Excerpted records:

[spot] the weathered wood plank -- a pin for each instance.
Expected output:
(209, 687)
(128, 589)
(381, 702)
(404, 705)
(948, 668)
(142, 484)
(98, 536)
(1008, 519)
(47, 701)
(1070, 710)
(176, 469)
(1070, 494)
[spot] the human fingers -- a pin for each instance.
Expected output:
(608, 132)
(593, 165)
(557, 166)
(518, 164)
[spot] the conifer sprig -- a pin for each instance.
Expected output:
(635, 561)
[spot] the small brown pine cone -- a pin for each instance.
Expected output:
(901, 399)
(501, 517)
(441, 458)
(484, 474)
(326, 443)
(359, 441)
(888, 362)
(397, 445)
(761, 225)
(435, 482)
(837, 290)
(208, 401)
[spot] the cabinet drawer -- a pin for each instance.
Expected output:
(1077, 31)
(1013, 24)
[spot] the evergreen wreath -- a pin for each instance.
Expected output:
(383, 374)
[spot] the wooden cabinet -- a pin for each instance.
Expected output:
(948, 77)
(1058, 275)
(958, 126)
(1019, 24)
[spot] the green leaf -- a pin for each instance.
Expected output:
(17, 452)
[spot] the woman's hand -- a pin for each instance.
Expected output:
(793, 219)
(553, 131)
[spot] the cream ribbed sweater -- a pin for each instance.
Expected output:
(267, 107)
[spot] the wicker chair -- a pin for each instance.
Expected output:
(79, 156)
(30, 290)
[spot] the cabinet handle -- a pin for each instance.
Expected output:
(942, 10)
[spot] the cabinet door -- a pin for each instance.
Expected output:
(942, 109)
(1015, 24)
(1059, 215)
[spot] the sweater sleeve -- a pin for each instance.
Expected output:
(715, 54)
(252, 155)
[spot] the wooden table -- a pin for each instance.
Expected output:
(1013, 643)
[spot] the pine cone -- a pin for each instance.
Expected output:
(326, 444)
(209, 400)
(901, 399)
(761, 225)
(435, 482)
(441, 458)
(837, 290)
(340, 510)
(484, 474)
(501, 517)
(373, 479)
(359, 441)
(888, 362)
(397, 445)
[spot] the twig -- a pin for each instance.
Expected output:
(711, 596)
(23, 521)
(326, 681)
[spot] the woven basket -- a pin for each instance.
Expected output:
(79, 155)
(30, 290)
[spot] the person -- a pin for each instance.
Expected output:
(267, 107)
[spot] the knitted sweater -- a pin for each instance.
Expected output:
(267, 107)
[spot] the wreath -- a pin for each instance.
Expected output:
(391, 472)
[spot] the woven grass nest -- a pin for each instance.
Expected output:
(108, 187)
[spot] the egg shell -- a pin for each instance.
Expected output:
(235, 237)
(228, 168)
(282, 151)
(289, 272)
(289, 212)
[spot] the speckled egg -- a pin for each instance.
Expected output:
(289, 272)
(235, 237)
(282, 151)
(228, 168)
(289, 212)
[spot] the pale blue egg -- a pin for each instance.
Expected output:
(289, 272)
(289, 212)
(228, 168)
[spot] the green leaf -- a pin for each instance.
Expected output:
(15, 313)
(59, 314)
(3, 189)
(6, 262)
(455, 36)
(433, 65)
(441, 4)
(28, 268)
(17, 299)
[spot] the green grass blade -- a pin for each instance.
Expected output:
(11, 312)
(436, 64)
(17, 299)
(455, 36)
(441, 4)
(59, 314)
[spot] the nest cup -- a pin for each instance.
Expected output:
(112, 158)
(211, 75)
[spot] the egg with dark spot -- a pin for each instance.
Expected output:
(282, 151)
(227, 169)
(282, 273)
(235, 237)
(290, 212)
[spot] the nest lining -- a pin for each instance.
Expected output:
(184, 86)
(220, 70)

Given problem: Rewrite the lines from the one containing "[spot] the knitted" through the last line above, inclusive, replacing "instance" with "occurrence" and changing nothing else.

Response for this exercise:
[spot] the knitted sweater -- a pin for each occurrence.
Expected output:
(267, 107)
[spot] the wreath -- a pin for each occurrence.
Expected output:
(391, 472)
[spot] the woven grass nest -- a pin for each occurrence.
Expected output:
(108, 187)
[spot] the egg shell -- a pin for each occurrence.
Expected output:
(235, 237)
(228, 168)
(282, 151)
(289, 272)
(289, 212)
[spot] the speckled egg -- a pin for each occurrence.
Expected output:
(289, 272)
(235, 237)
(282, 151)
(228, 168)
(289, 212)
[spot] the pale blue egg -- a pin for each occurrence.
Expected output:
(289, 272)
(289, 212)
(228, 168)
[spot] the green leaf -- a pin for each occurrence.
Expected output:
(15, 313)
(59, 314)
(3, 189)
(6, 262)
(455, 36)
(433, 65)
(441, 4)
(28, 268)
(17, 299)
[spot] the green grass blade -- a pin for each occurrence.
Expected output:
(11, 312)
(436, 64)
(17, 299)
(455, 36)
(441, 4)
(59, 314)
[spot] the nest cup -- a pin for each occurrence.
Expected output:
(112, 158)
(211, 75)
[spot] the egg with dark spot -- a pin for each occurrence.
Expected output:
(282, 151)
(227, 169)
(282, 273)
(235, 237)
(290, 212)
[spot] the nest lining -- a pin for each occurrence.
Expected output:
(184, 86)
(220, 70)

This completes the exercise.